TASK INPUTS
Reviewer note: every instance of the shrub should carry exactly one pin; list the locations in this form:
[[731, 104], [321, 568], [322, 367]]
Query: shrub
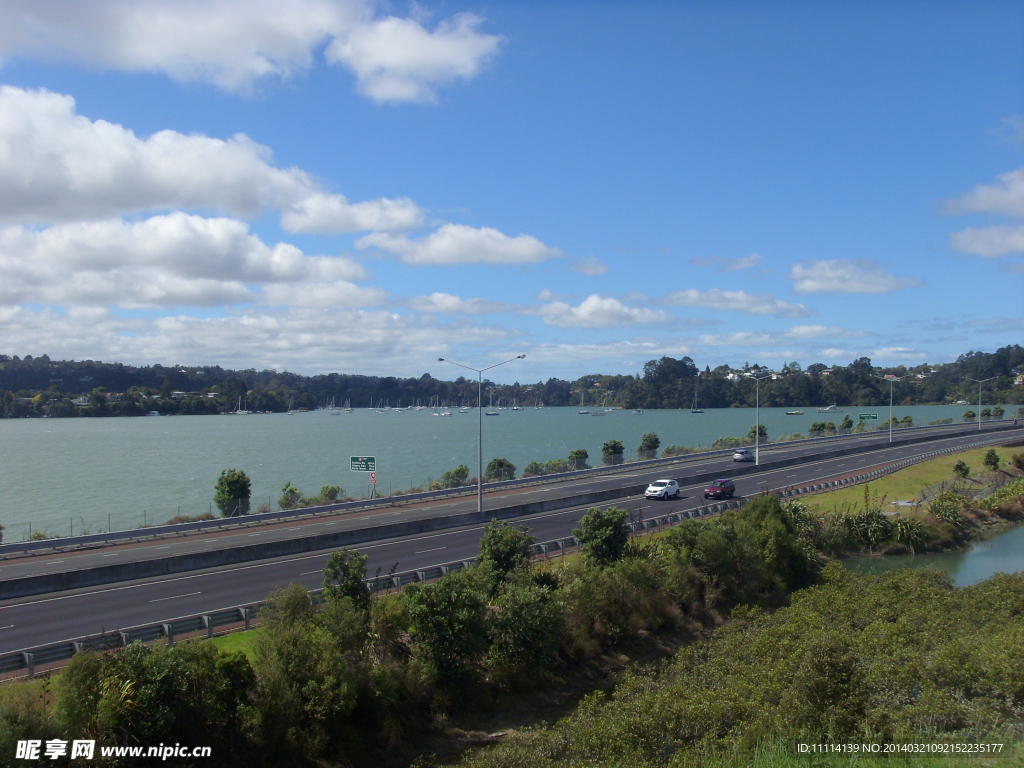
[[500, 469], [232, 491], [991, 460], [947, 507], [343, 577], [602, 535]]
...
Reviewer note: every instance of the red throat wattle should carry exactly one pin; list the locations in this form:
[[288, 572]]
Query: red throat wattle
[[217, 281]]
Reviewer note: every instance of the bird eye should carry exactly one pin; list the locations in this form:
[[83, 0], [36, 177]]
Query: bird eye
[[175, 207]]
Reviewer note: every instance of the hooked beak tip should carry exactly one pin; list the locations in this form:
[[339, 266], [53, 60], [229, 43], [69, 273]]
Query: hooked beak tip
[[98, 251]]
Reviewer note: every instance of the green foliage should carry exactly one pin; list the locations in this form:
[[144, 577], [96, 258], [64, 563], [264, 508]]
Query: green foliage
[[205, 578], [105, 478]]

EXERCISE DETAILS
Switch "hooked beak tip" to "curved beak tip" in everything from the line containing "Reviewer note: every instance of the hooked" down to the line containing "[[205, 578], [105, 478]]". Give back only those lines, with nothing else changed.

THE RESPONSE
Reviewer note: every instance of the curved beak tip should carry exactly one pin; list the locations in this form:
[[339, 266], [53, 60], [229, 43], [69, 273]]
Query: curved beak tip
[[98, 251]]
Reviewer note: every instance of the green foliage should carry exactly one pin; list the locations in this form:
[[144, 577], [96, 258], [64, 563], [264, 508]]
Query: green foliage
[[205, 578], [105, 478]]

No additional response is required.